*Point-per-instance localization data*:

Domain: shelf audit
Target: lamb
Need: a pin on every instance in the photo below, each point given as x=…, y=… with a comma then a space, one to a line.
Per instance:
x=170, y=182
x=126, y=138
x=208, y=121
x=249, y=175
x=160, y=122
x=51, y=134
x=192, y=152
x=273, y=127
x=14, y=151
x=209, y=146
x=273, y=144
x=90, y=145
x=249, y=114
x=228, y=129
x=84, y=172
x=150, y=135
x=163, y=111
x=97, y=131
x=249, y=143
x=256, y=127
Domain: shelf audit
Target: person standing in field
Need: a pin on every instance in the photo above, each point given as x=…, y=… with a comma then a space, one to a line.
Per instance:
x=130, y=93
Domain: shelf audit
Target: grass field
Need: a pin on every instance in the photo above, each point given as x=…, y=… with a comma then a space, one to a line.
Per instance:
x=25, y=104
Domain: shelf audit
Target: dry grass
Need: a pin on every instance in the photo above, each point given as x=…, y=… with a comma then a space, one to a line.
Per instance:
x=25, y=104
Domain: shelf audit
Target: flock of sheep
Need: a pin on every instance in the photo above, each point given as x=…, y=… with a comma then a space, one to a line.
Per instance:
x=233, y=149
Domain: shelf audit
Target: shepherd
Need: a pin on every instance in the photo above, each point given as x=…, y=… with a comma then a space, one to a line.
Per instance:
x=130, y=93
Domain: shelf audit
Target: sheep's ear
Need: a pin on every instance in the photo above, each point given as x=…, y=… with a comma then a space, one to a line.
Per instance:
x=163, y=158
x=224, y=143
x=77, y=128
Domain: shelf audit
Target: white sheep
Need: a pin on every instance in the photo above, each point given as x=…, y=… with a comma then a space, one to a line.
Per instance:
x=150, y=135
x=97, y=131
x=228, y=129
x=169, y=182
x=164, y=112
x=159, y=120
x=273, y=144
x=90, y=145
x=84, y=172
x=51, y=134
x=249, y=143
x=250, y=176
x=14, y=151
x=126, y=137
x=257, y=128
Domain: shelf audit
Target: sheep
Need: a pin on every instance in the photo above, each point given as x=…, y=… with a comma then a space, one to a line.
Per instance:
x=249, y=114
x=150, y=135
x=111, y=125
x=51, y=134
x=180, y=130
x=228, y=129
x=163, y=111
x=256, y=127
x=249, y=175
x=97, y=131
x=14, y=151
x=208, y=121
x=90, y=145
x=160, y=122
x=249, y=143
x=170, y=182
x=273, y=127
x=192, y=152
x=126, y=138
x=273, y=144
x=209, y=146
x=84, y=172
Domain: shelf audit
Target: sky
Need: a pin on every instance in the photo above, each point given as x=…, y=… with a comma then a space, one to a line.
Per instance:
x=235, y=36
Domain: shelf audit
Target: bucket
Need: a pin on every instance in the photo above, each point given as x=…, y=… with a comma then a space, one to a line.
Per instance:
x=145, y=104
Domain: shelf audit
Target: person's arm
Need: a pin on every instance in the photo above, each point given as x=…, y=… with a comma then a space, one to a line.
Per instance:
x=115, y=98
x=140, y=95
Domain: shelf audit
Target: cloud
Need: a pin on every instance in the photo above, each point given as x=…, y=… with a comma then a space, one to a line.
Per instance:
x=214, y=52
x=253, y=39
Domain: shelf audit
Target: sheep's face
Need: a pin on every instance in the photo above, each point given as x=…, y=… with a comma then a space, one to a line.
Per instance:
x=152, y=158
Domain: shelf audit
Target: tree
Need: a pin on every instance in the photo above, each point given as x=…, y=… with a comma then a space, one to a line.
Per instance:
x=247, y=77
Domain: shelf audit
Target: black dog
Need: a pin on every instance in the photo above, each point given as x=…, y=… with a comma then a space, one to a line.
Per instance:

*Try it*: Transcribe all entries exactly as they are given.

*Solution for this problem*:
Domain: shelf audit
Target: lamb
Need: a pin on every instance in the photo below, each point given as x=…, y=… with a comma then a space, one to a line.
Per instance:
x=170, y=182
x=126, y=138
x=208, y=121
x=249, y=175
x=160, y=122
x=51, y=134
x=192, y=152
x=273, y=127
x=14, y=151
x=209, y=146
x=273, y=144
x=90, y=145
x=249, y=114
x=228, y=129
x=84, y=172
x=150, y=135
x=163, y=111
x=97, y=131
x=249, y=143
x=256, y=127
Domain: shelf audit
Target: person standing in field
Need: a pin on every instance in the photo above, each point given as x=…, y=… with a comma then a space, one to a line.
Per instance:
x=130, y=93
Domain: shelf audit
Target: grass field
Need: a pin on every instance in the photo above, each point given as x=…, y=… with a comma then a space, one to a line.
Per instance:
x=25, y=104
Domain: shelf audit
Target: dry grass
Need: a pin on every instance in the photo above, each point given as x=…, y=… with a comma then a space, one to a line.
Per instance:
x=25, y=104
Domain: shelf audit
Target: flock of sheep
Need: a pin on every instance in the photo above, each point given as x=…, y=… with a comma then a space, one to a line.
Per instance:
x=233, y=149
Domain: shelf audit
Target: shepherd
Need: a pin on every instance in the photo above, each point given as x=…, y=… with a comma then a space, one to a line.
Per instance:
x=130, y=93
Domain: shelf audit
Target: sheep's ear
Need: a pin on every instance in the photo above, each point given as x=…, y=… with a comma then a space, one to a line.
Per instance:
x=163, y=158
x=224, y=143
x=77, y=128
Domain: shelf audit
Target: white sheep
Need: a pin on every instance in the photo above, each point given as x=…, y=… with a comma then a space, one to a line.
Per instance:
x=150, y=135
x=97, y=131
x=228, y=129
x=169, y=182
x=164, y=112
x=159, y=120
x=273, y=144
x=90, y=145
x=84, y=172
x=51, y=134
x=249, y=143
x=250, y=176
x=14, y=151
x=126, y=137
x=257, y=128
Domain: shelf audit
Target: sheep
Need: a pin on every instance in the photo above, each point given as x=…, y=… with a comma then a space, one to a line.
Per instance:
x=249, y=114
x=150, y=135
x=111, y=125
x=51, y=134
x=180, y=130
x=228, y=129
x=163, y=111
x=256, y=127
x=249, y=175
x=97, y=131
x=14, y=151
x=208, y=121
x=90, y=145
x=160, y=122
x=249, y=143
x=170, y=182
x=273, y=127
x=192, y=152
x=126, y=138
x=273, y=144
x=209, y=146
x=84, y=172
Domain: shelf audit
Target: sky
Need: a pin on every instance in the photo above, each point given as x=…, y=… with a comma then a space, one to a line.
Per instance:
x=235, y=36
Domain: shelf audit
Target: bucket
Need: a pin on every instance in the photo above, each point given as x=…, y=… with a comma then a space, one to a line.
Per instance:
x=145, y=104
Domain: shelf audit
Target: person's arm
Need: a pin on every instance in the photo above, each point given as x=…, y=… with a comma then a space, one to a line.
Per instance:
x=115, y=98
x=140, y=95
Domain: shelf audit
Target: cloud
Need: a pin on every instance in the photo above, each point given as x=…, y=… with a comma then a space, one to a line.
Per instance:
x=214, y=52
x=253, y=39
Domain: shelf audit
Target: sheep's face
Need: a pin on every instance in the photo above, each point given as x=…, y=… with a comma then a space, one to a line.
Per instance:
x=152, y=158
Domain: shelf audit
Target: tree
Need: a pin on every instance in the photo above, each point given as x=…, y=… with a comma then a space, one to a line.
Per instance:
x=247, y=77
Domain: shelf audit
Target: black dog
Need: a pin on every instance in the photo above, each point given as x=…, y=… with a comma then a space, one to a line.
Per instance:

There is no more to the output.